• Requirement:
In the listing below, start at the line that contains "Report the location of each instance of the textured" and stop after the line that contains "x=280, y=389". Turn those lines into a numbered list, leaving out any blank lines.

• Exercise data:
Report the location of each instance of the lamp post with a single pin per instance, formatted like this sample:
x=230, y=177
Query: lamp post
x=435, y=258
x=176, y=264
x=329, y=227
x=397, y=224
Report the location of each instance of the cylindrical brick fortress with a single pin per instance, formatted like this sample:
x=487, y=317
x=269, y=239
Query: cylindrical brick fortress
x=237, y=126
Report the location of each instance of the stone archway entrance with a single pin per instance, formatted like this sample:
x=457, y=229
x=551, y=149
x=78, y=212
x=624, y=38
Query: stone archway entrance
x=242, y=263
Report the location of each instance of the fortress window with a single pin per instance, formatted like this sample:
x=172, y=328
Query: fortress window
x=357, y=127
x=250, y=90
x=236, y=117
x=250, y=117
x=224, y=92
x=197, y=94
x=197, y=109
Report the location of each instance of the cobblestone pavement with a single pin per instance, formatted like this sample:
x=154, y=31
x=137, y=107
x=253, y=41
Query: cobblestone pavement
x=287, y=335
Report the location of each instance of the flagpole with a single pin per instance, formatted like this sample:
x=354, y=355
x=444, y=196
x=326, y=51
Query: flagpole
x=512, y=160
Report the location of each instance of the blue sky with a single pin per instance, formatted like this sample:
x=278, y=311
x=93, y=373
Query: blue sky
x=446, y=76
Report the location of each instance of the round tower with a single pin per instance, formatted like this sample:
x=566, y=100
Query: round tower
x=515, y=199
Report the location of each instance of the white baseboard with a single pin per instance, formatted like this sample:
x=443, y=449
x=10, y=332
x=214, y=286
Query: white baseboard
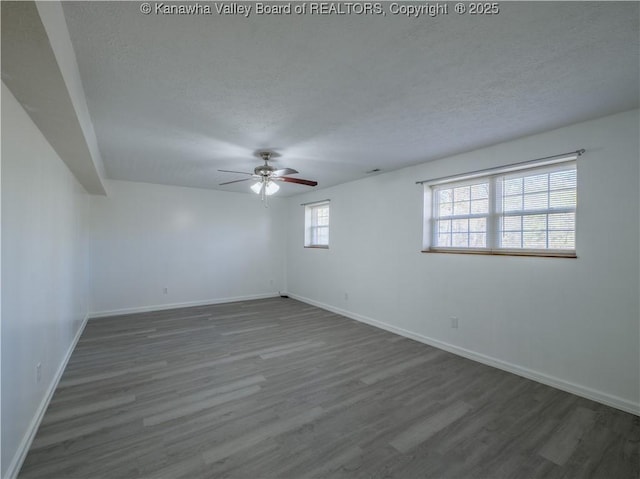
x=25, y=444
x=162, y=307
x=594, y=395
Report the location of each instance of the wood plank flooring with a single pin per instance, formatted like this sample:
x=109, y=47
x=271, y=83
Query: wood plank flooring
x=279, y=389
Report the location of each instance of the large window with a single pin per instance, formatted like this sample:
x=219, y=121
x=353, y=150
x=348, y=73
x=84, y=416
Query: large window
x=317, y=225
x=529, y=211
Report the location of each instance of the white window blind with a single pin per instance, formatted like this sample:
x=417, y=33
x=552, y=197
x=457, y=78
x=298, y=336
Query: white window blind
x=532, y=211
x=317, y=225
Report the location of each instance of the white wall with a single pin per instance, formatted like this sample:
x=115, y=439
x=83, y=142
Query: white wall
x=203, y=246
x=44, y=273
x=573, y=323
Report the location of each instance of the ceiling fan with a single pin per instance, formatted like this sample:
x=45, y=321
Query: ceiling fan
x=266, y=177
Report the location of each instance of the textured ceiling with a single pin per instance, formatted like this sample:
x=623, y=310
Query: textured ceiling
x=174, y=98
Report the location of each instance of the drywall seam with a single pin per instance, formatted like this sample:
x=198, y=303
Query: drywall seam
x=592, y=394
x=25, y=444
x=162, y=307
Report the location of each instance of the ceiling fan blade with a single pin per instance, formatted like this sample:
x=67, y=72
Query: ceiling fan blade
x=300, y=181
x=284, y=171
x=239, y=172
x=234, y=181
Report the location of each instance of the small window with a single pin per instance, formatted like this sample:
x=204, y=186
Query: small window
x=530, y=211
x=316, y=225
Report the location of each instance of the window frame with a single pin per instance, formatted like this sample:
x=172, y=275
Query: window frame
x=495, y=214
x=311, y=229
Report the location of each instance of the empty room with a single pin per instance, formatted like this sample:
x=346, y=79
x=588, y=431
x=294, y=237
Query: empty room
x=262, y=240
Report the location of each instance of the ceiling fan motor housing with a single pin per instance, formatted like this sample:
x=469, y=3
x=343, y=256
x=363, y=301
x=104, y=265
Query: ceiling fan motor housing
x=266, y=169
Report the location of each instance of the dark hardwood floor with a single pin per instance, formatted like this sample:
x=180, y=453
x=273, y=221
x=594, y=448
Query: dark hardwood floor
x=280, y=389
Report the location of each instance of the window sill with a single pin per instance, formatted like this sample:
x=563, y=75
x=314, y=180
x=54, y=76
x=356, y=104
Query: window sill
x=542, y=254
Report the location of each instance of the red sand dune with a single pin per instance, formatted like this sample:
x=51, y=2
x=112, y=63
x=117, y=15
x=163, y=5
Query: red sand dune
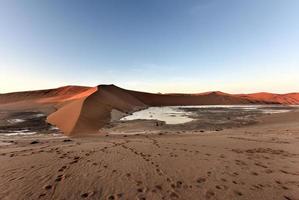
x=290, y=98
x=81, y=110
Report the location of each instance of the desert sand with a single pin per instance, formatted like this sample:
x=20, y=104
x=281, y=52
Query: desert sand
x=257, y=161
x=78, y=110
x=95, y=156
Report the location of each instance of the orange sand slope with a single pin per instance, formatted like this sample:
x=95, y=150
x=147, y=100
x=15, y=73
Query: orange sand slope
x=83, y=110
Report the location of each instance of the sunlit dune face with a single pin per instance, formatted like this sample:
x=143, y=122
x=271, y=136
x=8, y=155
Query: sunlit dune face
x=63, y=96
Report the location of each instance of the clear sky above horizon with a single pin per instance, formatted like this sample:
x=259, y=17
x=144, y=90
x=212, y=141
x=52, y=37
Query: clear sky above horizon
x=235, y=46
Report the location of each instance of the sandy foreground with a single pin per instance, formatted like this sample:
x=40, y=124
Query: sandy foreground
x=259, y=161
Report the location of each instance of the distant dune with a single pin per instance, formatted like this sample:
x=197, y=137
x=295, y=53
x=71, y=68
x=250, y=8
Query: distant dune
x=83, y=110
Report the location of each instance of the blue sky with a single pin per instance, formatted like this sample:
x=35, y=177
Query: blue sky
x=235, y=46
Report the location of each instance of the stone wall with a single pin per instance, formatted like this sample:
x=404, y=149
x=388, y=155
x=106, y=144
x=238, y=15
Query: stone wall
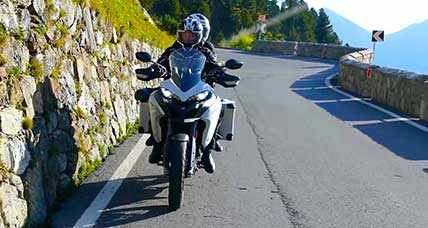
x=66, y=98
x=404, y=91
x=323, y=51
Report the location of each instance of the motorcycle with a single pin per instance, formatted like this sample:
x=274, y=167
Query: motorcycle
x=186, y=115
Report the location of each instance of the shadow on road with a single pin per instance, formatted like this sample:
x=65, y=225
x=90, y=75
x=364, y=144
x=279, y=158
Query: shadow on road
x=133, y=192
x=400, y=138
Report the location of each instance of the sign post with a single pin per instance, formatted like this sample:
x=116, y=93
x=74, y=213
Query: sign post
x=377, y=36
x=262, y=26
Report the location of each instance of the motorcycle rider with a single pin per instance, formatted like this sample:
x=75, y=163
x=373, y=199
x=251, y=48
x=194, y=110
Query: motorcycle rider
x=194, y=34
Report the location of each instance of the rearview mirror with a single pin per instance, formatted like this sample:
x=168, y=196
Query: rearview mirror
x=144, y=57
x=233, y=64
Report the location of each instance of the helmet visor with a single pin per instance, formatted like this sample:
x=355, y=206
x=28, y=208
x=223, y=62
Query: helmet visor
x=188, y=37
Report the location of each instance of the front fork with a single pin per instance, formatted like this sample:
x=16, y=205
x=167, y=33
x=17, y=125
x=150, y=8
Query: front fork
x=178, y=127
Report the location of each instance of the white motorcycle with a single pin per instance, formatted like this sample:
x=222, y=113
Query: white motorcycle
x=185, y=114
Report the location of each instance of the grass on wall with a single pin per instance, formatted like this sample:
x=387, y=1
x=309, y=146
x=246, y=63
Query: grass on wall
x=127, y=16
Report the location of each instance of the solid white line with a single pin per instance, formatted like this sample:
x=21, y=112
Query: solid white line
x=392, y=114
x=93, y=212
x=311, y=88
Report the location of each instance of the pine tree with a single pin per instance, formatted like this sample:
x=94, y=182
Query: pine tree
x=324, y=30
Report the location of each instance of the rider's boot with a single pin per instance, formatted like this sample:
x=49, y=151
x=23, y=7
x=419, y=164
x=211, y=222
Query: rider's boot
x=156, y=155
x=208, y=161
x=218, y=147
x=150, y=141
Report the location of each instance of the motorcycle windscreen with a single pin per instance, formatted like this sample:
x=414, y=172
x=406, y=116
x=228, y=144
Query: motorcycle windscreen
x=187, y=66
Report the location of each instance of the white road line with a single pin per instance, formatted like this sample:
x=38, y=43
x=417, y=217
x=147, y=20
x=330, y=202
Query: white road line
x=392, y=114
x=312, y=88
x=93, y=212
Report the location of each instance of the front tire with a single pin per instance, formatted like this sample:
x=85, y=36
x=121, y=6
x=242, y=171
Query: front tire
x=177, y=147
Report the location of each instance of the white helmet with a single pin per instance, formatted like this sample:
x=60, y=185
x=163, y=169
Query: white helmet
x=192, y=32
x=205, y=24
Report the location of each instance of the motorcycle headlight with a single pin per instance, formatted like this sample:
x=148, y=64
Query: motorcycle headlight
x=167, y=94
x=201, y=96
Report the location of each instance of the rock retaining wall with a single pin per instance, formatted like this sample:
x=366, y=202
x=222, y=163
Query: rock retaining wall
x=323, y=51
x=66, y=98
x=404, y=91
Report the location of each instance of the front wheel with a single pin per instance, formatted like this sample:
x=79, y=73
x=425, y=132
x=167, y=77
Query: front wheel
x=176, y=151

• Response to the task:
1. Report the location of each instance of the textured ceiling with a single pin per instance, formatted like this sample:
2. x=623, y=310
3. Query: textured ceiling
4. x=174, y=98
5. Report the location of each instance of the drywall seam with a single pin per instance, formatted like this sample:
6. x=198, y=303
7. Query: drywall seam
8. x=592, y=394
9. x=25, y=444
10. x=162, y=307
11. Report the location of each instance of the ceiling fan blade with a single pin per instance, formatted like this sample:
12. x=67, y=72
13. Query: ceiling fan blade
14. x=300, y=181
15. x=284, y=171
16. x=239, y=172
17. x=234, y=181
18. Report the location of each instance of the small window with a single pin per instance, formatted like this sample:
19. x=204, y=186
20. Query: small window
21. x=530, y=211
22. x=316, y=225
23. Report the location of each instance of the window frame with a single pin per instance, formatted like this sample:
24. x=172, y=275
25. Query: window frame
26. x=495, y=214
27. x=311, y=229
28. Report the location of each instance of the empty room with a single pin per instance, formatted like this sample:
29. x=346, y=79
30. x=588, y=431
31. x=294, y=237
32. Query: empty room
33. x=262, y=240
34. Report the location of each instance of the ceiling fan motor housing with a single pin per instance, formatted like this sample:
35. x=469, y=3
36. x=343, y=256
37. x=363, y=301
38. x=104, y=265
39. Query: ceiling fan motor housing
40. x=266, y=169
41. Report the location of each instance of the dark hardwood floor with a single pin per instance, formatted like this sample:
42. x=180, y=453
43. x=273, y=221
44. x=594, y=448
45. Query: dark hardwood floor
46. x=280, y=389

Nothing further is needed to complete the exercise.